Goal: Reproduce each of the entries below word for word, keeping every character unchanged.

(Dataset rows)
· · · · ·

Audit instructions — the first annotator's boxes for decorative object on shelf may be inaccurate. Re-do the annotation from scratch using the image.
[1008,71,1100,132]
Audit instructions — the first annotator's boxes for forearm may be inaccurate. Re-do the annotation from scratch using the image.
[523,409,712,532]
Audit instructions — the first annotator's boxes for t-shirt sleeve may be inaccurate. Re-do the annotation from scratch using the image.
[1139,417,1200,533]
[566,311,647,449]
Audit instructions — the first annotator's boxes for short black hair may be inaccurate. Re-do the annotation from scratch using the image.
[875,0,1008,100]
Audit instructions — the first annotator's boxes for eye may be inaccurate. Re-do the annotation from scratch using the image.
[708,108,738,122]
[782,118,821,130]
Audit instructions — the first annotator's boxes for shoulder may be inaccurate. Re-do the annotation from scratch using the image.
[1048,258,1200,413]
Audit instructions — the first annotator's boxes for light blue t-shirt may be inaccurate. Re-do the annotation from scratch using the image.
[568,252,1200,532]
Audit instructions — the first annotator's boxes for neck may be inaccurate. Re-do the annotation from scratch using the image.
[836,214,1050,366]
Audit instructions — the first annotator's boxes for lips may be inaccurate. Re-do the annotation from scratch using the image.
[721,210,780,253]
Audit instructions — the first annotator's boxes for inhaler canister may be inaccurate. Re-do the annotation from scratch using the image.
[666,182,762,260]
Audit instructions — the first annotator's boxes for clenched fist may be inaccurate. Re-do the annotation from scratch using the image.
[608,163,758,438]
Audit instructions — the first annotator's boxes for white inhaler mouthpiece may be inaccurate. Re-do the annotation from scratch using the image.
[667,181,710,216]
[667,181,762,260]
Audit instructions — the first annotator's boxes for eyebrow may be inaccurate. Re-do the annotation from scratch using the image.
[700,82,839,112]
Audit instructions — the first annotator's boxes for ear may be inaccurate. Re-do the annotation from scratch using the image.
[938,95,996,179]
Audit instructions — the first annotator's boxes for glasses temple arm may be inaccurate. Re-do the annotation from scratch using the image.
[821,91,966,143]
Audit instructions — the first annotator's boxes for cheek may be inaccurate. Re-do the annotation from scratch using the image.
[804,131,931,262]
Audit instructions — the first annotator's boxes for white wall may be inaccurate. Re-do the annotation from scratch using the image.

· · · · ·

The completed task:
Audit instructions — the first annotator's boxes for decorative object on shelf may be inaccurate. Re-do the annotation from scratch using the image.
[1008,71,1100,132]
Audit instructions — the first annotator's boxes for forearm may be inaccurate. Re-do the annotation from scratch using the image.
[523,409,712,532]
Audit instructions — the first annotator's boxes for t-shirt sleeve may be inaccurate. Re-do the annotation from scratch using the image.
[1139,417,1200,533]
[566,311,647,449]
Audit instructions — the first annotator's boxes for short black hair may be inaccurate. Re-do the annotation from scratch using the image.
[875,0,1008,100]
Audit instructions — the first annotator's boxes for eye may be inaccurate. Re-do the annotation from scratch using the image.
[708,108,738,122]
[782,118,821,130]
Audit instructions — the first annotator's boxes for shoulder may be inaccurate. Re-do the annotation from scratch using the image.
[1048,258,1200,413]
Audit instructions — the first annotator's boxes for light blue t-shirt may be inaccurate. Re-do the annotation from scratch using the image.
[568,252,1200,532]
Audit instructions — the first annotator's boxes for neck may be inaccurate. Re-do the annotation from scratch using the image.
[836,214,1050,366]
Audit instructions — the first annotator's boxes for lips may be inaccurate. Re-do the annotation from scratch using the image.
[721,210,780,253]
Audit instructions — the first annotator's boxes for inhaler canister may be inaccurate. Re-do the annotation from scratch using the image.
[666,182,762,260]
Audit instructions — the first annotator's boxes for clenched fist may be inaccurate. Re-do the annotation from scratch using the image.
[608,163,758,438]
Audit instructions — the first annotator's boxes for white inhaler mouthpiece may be inaccurate. Re-do the annotation from scratch using the image.
[667,181,710,216]
[667,181,762,260]
Audit instructions — the first annotator's boxes for eyebrow may be inaccurate. Re-do the annotation from scratch using the image.
[700,82,839,112]
Audit instructions — the first annotator's boxes for ear may be inaccurate. Re-do the annotation from scratch using the image.
[938,95,996,179]
Audit instructions — the first annotator's boxes for glasses temple arm may be inaccurate. Re-do the annotation from scratch using the image.
[821,91,966,143]
Audit instructions — the first annotator's boxes for cheek may be inaccurate. Re-do the annotation from scratch using the image.
[804,131,931,262]
Audit instructions — the first annotator's boxes for white wall may be inaccurate. Re-do the annotation from scratch using the image.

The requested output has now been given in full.